A line below contains "For every <instance>", and a later one contains "positive clicks: (291, 472) (307, 476)". Repeat both, with every line between them, exactly.
Records shown Block Start
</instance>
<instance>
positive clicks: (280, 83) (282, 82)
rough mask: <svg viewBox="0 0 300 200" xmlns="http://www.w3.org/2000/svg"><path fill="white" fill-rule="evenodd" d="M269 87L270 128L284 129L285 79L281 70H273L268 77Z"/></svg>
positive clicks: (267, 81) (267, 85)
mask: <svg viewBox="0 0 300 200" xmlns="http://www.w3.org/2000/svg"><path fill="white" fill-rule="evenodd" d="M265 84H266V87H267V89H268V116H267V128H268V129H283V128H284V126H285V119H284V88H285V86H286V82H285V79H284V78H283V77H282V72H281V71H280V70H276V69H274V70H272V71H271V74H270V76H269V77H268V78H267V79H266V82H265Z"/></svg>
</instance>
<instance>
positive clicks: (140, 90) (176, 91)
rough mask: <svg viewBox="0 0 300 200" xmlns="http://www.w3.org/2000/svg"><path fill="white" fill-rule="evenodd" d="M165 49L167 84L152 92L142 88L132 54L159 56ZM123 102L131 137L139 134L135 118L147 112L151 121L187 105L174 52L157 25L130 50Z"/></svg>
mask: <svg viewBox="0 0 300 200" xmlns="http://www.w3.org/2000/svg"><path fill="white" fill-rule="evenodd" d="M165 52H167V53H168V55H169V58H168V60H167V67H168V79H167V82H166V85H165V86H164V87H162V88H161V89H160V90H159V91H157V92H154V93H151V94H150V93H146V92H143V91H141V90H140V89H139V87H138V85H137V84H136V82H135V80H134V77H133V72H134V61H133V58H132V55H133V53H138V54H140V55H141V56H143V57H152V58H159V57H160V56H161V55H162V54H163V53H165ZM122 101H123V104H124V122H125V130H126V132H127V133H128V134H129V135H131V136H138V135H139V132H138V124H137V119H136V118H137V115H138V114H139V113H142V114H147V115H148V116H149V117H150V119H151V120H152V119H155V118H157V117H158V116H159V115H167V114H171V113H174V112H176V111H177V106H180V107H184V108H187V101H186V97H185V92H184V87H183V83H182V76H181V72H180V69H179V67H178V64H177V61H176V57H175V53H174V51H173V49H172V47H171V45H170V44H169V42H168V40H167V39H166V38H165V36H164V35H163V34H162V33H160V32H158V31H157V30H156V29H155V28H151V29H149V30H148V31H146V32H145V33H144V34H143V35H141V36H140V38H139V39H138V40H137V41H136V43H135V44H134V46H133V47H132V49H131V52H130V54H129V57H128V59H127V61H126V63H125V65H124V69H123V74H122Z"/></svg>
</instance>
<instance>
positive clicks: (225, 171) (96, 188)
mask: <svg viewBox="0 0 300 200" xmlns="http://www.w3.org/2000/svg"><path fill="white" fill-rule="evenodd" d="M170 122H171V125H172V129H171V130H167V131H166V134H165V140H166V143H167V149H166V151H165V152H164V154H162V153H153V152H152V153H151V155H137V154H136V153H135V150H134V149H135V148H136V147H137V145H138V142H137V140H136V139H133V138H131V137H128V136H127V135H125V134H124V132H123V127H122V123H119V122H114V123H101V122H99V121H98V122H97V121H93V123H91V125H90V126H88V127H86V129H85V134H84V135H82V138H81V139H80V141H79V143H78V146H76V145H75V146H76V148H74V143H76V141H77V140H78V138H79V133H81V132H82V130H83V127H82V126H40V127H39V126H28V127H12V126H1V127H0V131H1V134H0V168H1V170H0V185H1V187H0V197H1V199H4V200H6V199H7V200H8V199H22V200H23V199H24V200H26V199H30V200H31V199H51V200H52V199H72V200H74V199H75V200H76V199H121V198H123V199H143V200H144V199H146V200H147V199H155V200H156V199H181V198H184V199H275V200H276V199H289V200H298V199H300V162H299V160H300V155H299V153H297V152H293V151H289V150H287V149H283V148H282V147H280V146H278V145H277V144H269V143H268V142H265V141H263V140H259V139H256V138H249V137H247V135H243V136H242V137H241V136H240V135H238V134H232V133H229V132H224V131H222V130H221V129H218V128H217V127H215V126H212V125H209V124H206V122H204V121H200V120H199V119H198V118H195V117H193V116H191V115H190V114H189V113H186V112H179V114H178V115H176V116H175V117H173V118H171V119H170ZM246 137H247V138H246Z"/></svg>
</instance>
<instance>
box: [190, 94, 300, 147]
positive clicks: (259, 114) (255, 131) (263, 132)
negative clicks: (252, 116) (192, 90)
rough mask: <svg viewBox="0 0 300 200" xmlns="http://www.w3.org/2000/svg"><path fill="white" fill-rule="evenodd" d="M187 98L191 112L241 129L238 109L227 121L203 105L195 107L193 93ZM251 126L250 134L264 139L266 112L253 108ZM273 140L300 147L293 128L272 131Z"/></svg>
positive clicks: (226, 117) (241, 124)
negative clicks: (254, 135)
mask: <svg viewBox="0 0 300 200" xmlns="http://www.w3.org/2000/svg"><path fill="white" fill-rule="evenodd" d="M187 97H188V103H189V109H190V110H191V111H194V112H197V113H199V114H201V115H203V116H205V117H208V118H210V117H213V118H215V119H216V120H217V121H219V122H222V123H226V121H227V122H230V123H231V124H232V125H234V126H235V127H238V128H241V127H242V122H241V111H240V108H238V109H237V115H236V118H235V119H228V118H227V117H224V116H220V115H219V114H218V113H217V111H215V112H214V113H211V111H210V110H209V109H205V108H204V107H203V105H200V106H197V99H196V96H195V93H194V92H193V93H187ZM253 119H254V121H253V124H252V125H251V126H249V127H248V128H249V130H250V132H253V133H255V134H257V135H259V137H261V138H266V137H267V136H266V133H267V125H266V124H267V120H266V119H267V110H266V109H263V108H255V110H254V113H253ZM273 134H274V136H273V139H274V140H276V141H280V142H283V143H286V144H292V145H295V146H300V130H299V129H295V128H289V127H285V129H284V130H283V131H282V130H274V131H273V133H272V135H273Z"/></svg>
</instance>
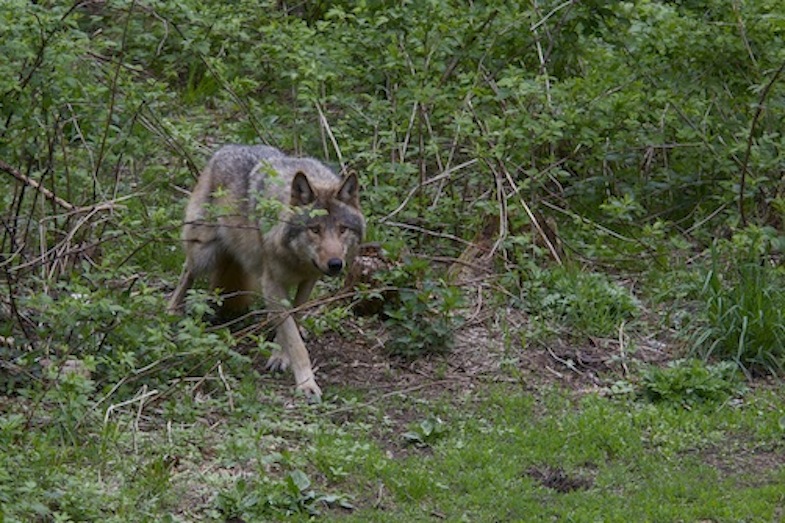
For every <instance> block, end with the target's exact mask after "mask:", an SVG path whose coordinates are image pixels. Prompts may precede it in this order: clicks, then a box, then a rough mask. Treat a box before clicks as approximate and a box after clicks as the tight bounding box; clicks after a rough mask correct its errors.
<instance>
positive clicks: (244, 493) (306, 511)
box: [216, 469, 353, 521]
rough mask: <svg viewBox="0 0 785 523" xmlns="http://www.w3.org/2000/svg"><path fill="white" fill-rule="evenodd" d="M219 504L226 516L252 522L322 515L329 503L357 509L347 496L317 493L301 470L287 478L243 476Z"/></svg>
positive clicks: (291, 472) (307, 476)
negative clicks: (301, 516) (291, 516)
mask: <svg viewBox="0 0 785 523" xmlns="http://www.w3.org/2000/svg"><path fill="white" fill-rule="evenodd" d="M216 506H217V508H218V510H219V511H220V512H221V513H222V514H223V515H224V517H225V518H226V519H234V518H242V519H244V520H252V521H254V520H260V519H267V518H270V517H275V516H278V517H281V516H291V515H292V514H299V513H303V514H307V515H310V516H318V515H320V513H321V509H322V508H324V507H329V506H336V507H341V508H345V509H351V508H353V507H352V504H351V503H350V502H349V501H348V499H347V498H346V496H343V495H336V494H321V493H318V492H316V491H315V490H314V489H312V488H311V480H310V479H309V478H308V476H307V475H306V474H305V473H304V472H303V471H302V470H299V469H295V470H292V471H291V472H289V473H288V474H287V475H286V477H285V478H284V479H283V480H274V479H272V478H269V477H264V478H262V479H260V480H253V481H247V480H245V479H240V480H238V481H237V483H236V484H235V485H234V488H233V490H232V491H231V492H227V491H224V492H221V493H220V494H219V496H218V498H217V501H216Z"/></svg>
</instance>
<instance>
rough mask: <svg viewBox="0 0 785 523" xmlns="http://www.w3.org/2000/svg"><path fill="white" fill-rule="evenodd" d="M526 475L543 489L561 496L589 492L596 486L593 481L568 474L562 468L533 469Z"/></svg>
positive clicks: (576, 474)
mask: <svg viewBox="0 0 785 523" xmlns="http://www.w3.org/2000/svg"><path fill="white" fill-rule="evenodd" d="M526 475H527V476H529V477H530V478H532V479H534V480H535V481H537V482H538V483H539V484H540V485H542V486H543V487H546V488H549V489H551V490H555V491H556V492H559V493H561V494H566V493H568V492H575V491H576V490H587V489H590V488H591V487H592V486H593V485H594V480H593V479H591V478H589V477H585V476H584V475H582V474H576V473H573V474H568V473H567V472H565V471H564V469H562V468H561V467H532V468H530V469H529V470H527V471H526Z"/></svg>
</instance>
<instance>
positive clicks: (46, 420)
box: [0, 376, 785, 521]
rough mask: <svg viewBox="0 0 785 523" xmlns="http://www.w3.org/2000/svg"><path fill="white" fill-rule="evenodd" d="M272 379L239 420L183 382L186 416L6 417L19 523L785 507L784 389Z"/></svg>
Records shown Block End
*Solution for this exercise*:
For every <instance> block, end with the target's exact mask after "mask:", an SVG path whose coordinates are image pixels. Prompts may precede it in this order: clicks, then a box, then a rough mask. Treat a box before clicks as approximate and a box after clicks as the tight bounding box; clicks after a rough mask correct its errors.
<instance>
positive clicks: (244, 493) (306, 511)
box: [216, 469, 353, 521]
rough mask: <svg viewBox="0 0 785 523" xmlns="http://www.w3.org/2000/svg"><path fill="white" fill-rule="evenodd" d="M219 504L226 516L252 522L322 515L329 503L357 509L347 496L317 493L301 470L287 478L243 476Z"/></svg>
positive clicks: (291, 472) (307, 476)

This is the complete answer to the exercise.